Give the listing again in full and exactly, apart from its pictures.
+++
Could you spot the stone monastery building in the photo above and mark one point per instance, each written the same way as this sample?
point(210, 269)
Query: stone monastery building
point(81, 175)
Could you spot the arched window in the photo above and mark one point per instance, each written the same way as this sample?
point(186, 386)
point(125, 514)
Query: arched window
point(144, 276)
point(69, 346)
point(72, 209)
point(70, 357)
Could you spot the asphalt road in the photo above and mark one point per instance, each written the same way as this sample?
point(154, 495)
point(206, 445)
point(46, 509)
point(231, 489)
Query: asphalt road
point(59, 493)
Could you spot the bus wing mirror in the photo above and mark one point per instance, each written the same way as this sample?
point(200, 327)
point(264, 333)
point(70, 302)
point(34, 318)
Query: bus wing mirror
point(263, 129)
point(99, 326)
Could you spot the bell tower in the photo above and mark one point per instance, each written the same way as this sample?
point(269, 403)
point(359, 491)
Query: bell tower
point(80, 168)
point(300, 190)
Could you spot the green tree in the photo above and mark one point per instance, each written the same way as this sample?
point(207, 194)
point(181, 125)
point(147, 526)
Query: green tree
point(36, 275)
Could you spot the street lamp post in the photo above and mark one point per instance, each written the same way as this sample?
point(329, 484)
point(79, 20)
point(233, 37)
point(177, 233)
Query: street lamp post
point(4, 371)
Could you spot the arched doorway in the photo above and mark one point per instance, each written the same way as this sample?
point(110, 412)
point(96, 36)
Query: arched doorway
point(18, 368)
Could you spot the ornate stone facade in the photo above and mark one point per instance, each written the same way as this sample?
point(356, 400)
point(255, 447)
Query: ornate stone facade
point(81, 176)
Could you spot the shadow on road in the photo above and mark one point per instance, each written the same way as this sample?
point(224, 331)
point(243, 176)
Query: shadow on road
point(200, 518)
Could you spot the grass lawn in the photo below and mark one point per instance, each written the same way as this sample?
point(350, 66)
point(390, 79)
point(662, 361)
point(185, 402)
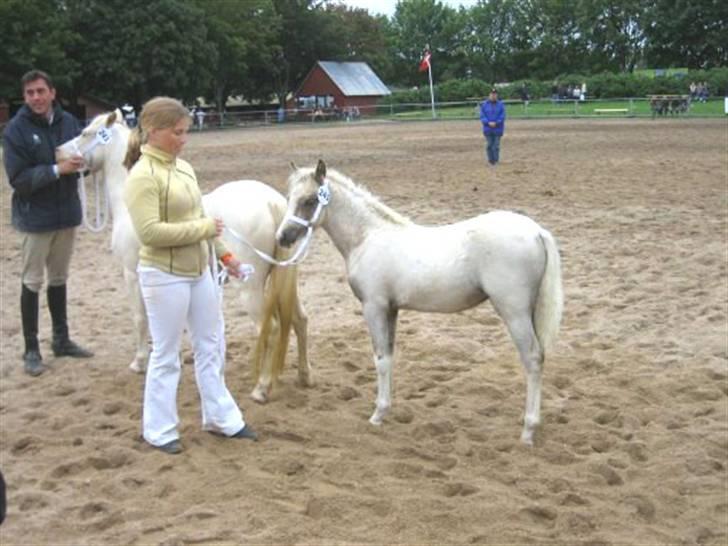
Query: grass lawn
+++
* Written solution *
Could you spot the stone monastery building in the photo above and mark one point per instance, each written the same way as this sample?
point(210, 269)
Query: stone monastery building
point(81, 175)
Could you spot the arched window in the photo above and mark one point per instance, each written the same way as this sample?
point(186, 386)
point(125, 514)
Query: arched window
point(144, 276)
point(69, 346)
point(72, 209)
point(70, 357)
Could you spot the asphalt road in the photo above and mark one point per instance, each written the same way as this sample?
point(154, 495)
point(206, 445)
point(46, 509)
point(231, 489)
Query: asphalt road
point(59, 493)
Could you spot the bus wing mirror in the photo above and mark one point per instance, each written the same way as this sample?
point(200, 327)
point(264, 333)
point(70, 302)
point(34, 318)
Query: bus wing mirror
point(263, 129)
point(99, 326)
Could you spot the bell tower in the photo above and mark one point per instance, each written the same way as this sample?
point(269, 403)
point(359, 491)
Query: bell tower
point(80, 168)
point(300, 190)
Could you spot the green tree in the photo above and mark one point per instance, each written the same way as this sample?
point(207, 194)
point(181, 125)
point(147, 526)
Query: green tree
point(36, 275)
Could you spot the street lamp post in the photo above and mark one point per instance, each written the same way as this sample?
point(329, 484)
point(79, 20)
point(233, 37)
point(177, 233)
Query: street lamp post
point(4, 371)
Could you spot the arched doorway in the photo above and mark one point per instance, each written the same way as this sample?
point(110, 412)
point(96, 36)
Query: arched doorway
point(18, 368)
Could you spot the ornate stone facade in the photo above and mark one point per instance, each written the same way as this sample?
point(356, 400)
point(255, 447)
Query: ornate stone facade
point(81, 176)
Could you spot the shadow on road in the photo above and mark one point per instance, each written the same way as this sample?
point(224, 331)
point(243, 176)
Query: shadow on road
point(200, 518)
Could you spot the grass lawn in the photo below and mark one point per instance, each written the same way as this sample?
point(350, 66)
point(390, 79)
point(662, 361)
point(185, 402)
Query: grass lawn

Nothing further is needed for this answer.